* _WHAT IS ASKED_: Rewrite the listing below as a Markdown table with two columns, Number and Text, giving each line of the listing its own row, numbered in order, and leaving out blank lines.

* _STORED DATA_:

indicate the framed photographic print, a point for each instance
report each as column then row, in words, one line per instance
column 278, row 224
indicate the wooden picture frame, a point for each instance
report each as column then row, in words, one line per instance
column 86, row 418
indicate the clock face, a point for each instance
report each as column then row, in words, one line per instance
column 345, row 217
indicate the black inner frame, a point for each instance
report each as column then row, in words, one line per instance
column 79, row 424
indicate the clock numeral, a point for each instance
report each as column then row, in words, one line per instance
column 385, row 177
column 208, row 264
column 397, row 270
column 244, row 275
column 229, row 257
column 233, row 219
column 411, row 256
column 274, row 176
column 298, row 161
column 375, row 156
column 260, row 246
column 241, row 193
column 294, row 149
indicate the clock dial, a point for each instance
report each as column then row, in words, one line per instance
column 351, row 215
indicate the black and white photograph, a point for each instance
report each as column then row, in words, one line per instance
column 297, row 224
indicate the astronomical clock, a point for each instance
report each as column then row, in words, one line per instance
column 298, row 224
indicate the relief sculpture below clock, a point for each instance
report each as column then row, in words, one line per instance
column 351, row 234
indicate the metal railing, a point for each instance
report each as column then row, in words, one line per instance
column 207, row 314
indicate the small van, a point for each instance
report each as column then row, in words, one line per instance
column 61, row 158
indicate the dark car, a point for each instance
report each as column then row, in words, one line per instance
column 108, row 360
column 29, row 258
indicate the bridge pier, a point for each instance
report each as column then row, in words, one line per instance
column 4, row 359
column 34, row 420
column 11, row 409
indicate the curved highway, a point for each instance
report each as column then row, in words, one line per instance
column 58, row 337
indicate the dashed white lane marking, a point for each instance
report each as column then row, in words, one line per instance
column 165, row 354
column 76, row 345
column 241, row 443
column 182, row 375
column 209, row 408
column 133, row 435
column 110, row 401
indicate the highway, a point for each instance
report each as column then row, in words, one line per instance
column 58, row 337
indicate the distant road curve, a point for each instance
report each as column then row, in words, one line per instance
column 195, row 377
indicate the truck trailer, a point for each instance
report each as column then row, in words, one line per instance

* _EXERCISE OUTPUT_:
| Number | Text |
|---|---|
| 1 | indicate the framed photographic print, a point for each instance |
| 2 | report each as column then row, in words, one line per instance |
| 3 | column 278, row 224 |
| 4 | indicate the wooden picture frame, a point for each instance |
| 5 | report each as column then row, in words, one line per instance |
| 6 | column 86, row 418 |
| 7 | indicate the clock face, a point for each instance |
| 8 | report each as column then row, in words, one line per instance |
| 9 | column 345, row 217 |
| 10 | indicate the black inner frame, a point for each instance |
| 11 | report each as column then row, in words, one line per instance |
| 12 | column 79, row 424 |
| 13 | indicate the clock numeral, a point for each instance |
| 14 | report each as column then row, in words, one line per instance |
| 15 | column 385, row 177 |
| 16 | column 208, row 264 |
| 17 | column 397, row 270 |
| 18 | column 244, row 275 |
| 19 | column 229, row 257 |
| 20 | column 233, row 219 |
| 21 | column 411, row 256 |
| 22 | column 274, row 176 |
| 23 | column 298, row 161 |
| 24 | column 375, row 156 |
| 25 | column 260, row 246 |
| 26 | column 241, row 193 |
| 27 | column 294, row 149 |
| 28 | indicate the clock dial, a point for each instance |
| 29 | report each as column then row, in words, one line per instance |
| 30 | column 351, row 215 |
| 31 | indicate the black and white photograph, a point for each instance |
| 32 | report each as column then row, in words, one line per instance |
| 33 | column 297, row 224 |
| 34 | indicate the astronomical clock, a point for each instance |
| 35 | report each as column then row, in words, one line per instance |
| 36 | column 298, row 224 |
| 37 | indicate the relief sculpture below clock, a point for each instance |
| 38 | report each as column then row, in words, one line per instance |
| 39 | column 351, row 234 |
| 40 | indicate the metal railing, a point for each instance |
| 41 | report each as column then row, in words, one line per instance |
| 42 | column 207, row 314 |
| 43 | indicate the small van, a point for each instance |
| 44 | report each as column then row, in words, one line per instance |
| 45 | column 61, row 158 |
| 46 | indicate the dark car, a point for each instance |
| 47 | report each as column then row, in words, one line per instance |
| 48 | column 108, row 360 |
| 49 | column 29, row 258 |
| 50 | indicate the bridge pier, a point for each instance |
| 51 | report each as column then row, in words, one line per instance |
| 52 | column 4, row 359 |
| 53 | column 34, row 420 |
| 54 | column 11, row 409 |
| 55 | indicate the curved highway, a point for each instance |
| 56 | report each as column then row, in words, one line per instance |
| 57 | column 58, row 337 |
| 58 | indicate the dashed white lane marking, a point for each instance |
| 59 | report each as column then row, in words, one line per instance |
| 60 | column 165, row 354 |
| 61 | column 76, row 345 |
| 62 | column 241, row 443 |
| 63 | column 182, row 375 |
| 64 | column 209, row 408 |
| 65 | column 133, row 435 |
| 66 | column 110, row 401 |
| 67 | indicate the highway, a point for each instance |
| 68 | report each as column then row, in words, one line per instance |
| 69 | column 58, row 337 |
| 70 | indicate the distant road curve, a point for each instance |
| 71 | report each as column then row, in words, one line per instance |
| 72 | column 195, row 377 |
| 73 | indicate the truck trailer, a point for each instance |
| 74 | report each as column then row, in words, one line per instance |